◆ TASK DESCRIPTION
In the abstract on low ice adhesion coatings below, which industrially relevant polymerization technique gave improved control and monomer conversion?
** start of SOURCE EXTRACT **
| dc.description.abstract | Atmospheric icing can be a nuisance during the winter season in the Northern hemisphere, both in everyday life and for critical infrastructure. The strong adhesive forces between ice and organic coatings typically employed in the protection of steel and composites, and the subsequent ice build-up on coated structures, poses a challenge to operational, and safety aspects of machine and equipment. A promising strategy to mitigate ice build-up is the use of low ice adhesion materials. There are several promising approaches to design low ice adhesion materials ranging from surface structured surfaces, freezing point depression, lubricated surfaces, soft elastomeric materials, and amphiphilic coatings. The latter approach has received much attention recently and though the mechanism responsible for ice adhesion reduction is not fully understood, the ice shear adhesion reduction described in previous reports is likely caused by the interactions between the ice-coating interphase. The ice adhesion reduction is thus not dependent on the mechanical characteristics of the bulk coating, which makes this approach attractive for a wide range of applications ranging from hard and brittle coatings to soft-elastomers.
This project focuses on the synthesis of novel polymeric structures that have amphiphilic properties and are potentially useful in ice release coatings. Amphiphilic graft-copolymers with poly(dimethylsiloxane) (PDMS) and methoxy poly(ethylene glycol) (MPEG)-grafts as the hydrophobic and hydrophilic constituents, respectively, were prepared via a grafted-through approach. The reversible deactivation radical polymerization techniques reverse iodine transfer polymerization (RITP) and atom transfer radical polymerization (ATRP) were explored as a means to improve both control and monomer conversion relative to the widely employed free radical polymerization technique. It was found that improved control and monomer conversion could be obtained with the industrially relevant RITP-technique. The ATRP-procedure gave somewhat improved control over RITP, but the monomer conversion was in most cases low and indicated that the initiators and the catalyst-ligand complexes employed in this work were not optimal for the copolymerization of methacrylate functional PDMS macromonomers and methyl methacrylate. However, the promising results for the copolymerization’s employing RITP were further explored in the preparation of poly(MMA-co-PDMSMA-co-MPEGMA) graft-type amphiphilic copolymers. This resulted in a library of amphiphilic graft-copolymers with a wide range of monomer compositions.
The ice adhesion test methodology also received attention in this thesis. An adaption of a widely used ice shear adhesion test was compared to static friction measurements between ice and three commercially available coatings. The static friction measurements between ice and coatings were shown to relate to the results obtained via the ice shear adhesion and thus suggesting that for these types of coatings, on a macroscopic level, there’s a relation between ice adhesion and ice-friction.
** end of SOURCE EXTRACT **
** start of MATERIAL **
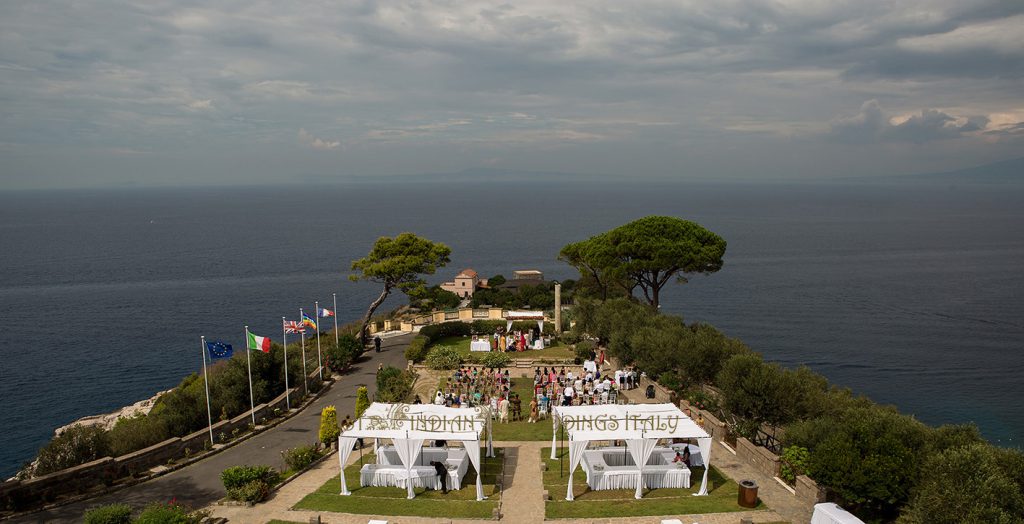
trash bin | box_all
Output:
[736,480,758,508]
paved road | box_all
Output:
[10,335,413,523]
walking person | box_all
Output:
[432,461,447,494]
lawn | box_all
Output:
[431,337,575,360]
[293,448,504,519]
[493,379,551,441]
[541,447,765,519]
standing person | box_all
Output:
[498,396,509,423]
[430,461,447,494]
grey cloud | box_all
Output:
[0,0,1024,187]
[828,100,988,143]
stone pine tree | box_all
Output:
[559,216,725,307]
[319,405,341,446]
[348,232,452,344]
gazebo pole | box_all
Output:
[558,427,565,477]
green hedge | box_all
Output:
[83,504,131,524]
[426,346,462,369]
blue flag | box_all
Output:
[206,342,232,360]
** end of MATERIAL **
◆ FINAL RESULT
Reverse iodine transfer polymerization (RITP).